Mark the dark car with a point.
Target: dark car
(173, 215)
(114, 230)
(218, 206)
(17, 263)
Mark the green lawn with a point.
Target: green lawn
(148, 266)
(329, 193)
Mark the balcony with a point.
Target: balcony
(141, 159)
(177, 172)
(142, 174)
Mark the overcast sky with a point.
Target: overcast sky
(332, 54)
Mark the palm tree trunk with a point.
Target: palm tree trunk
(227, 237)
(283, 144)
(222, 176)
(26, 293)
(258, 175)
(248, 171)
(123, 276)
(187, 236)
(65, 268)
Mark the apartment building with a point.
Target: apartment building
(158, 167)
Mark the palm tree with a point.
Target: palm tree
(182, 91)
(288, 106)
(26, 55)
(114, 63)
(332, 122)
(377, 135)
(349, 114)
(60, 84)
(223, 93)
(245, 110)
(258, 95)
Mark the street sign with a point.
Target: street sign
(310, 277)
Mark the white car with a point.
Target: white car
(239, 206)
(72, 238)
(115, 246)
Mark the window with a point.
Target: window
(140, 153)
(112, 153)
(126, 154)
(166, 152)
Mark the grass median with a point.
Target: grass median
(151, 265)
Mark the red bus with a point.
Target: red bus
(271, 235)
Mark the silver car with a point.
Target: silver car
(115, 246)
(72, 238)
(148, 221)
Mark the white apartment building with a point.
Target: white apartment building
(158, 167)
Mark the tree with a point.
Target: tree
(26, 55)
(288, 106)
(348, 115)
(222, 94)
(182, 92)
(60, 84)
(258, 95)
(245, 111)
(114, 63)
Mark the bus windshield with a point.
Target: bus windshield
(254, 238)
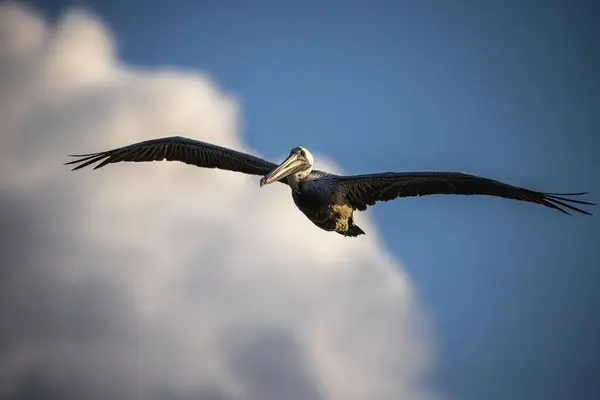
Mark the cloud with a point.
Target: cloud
(164, 281)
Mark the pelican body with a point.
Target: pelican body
(328, 200)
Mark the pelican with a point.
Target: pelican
(328, 200)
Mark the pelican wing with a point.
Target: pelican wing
(181, 149)
(364, 190)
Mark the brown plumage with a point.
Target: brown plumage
(328, 200)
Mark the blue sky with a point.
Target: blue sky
(507, 90)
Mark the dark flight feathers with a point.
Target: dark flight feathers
(181, 149)
(364, 190)
(360, 190)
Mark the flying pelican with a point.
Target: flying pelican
(327, 200)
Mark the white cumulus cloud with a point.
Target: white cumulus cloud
(166, 281)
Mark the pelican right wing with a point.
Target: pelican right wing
(364, 190)
(177, 148)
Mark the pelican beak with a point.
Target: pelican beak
(289, 166)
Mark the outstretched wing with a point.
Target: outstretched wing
(364, 190)
(181, 149)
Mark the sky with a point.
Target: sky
(139, 276)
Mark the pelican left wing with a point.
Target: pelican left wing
(364, 190)
(176, 148)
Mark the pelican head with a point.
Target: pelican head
(298, 164)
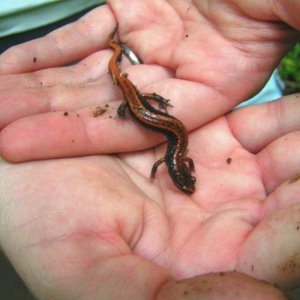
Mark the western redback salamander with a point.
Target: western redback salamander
(179, 166)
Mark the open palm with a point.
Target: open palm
(100, 217)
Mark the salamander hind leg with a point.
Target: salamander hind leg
(122, 110)
(155, 166)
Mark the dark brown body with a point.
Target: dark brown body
(154, 119)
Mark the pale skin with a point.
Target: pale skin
(95, 227)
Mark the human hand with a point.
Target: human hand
(205, 56)
(97, 228)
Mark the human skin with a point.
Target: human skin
(95, 227)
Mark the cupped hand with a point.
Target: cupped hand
(204, 56)
(97, 228)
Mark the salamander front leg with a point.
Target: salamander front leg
(155, 166)
(191, 164)
(162, 102)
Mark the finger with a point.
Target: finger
(271, 252)
(223, 285)
(25, 138)
(280, 161)
(64, 45)
(257, 126)
(87, 70)
(17, 103)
※
PROMPT
Retype, exactly and only, the lines running from the one with "Mark the human skin with a point." through the final line of the listing above.

RESPONSE TO THE EXERCISE
Mark the human skin with a point.
Target: human skin
(95, 227)
Mark the cupped hand with a point.
Target: cupped hand
(204, 56)
(97, 228)
Mark the salamander front leg with a point.
Target: salamander front leg
(155, 166)
(191, 164)
(162, 102)
Mark the finger with a point.
Target: finger
(271, 252)
(223, 285)
(25, 138)
(280, 161)
(64, 45)
(257, 126)
(87, 70)
(17, 103)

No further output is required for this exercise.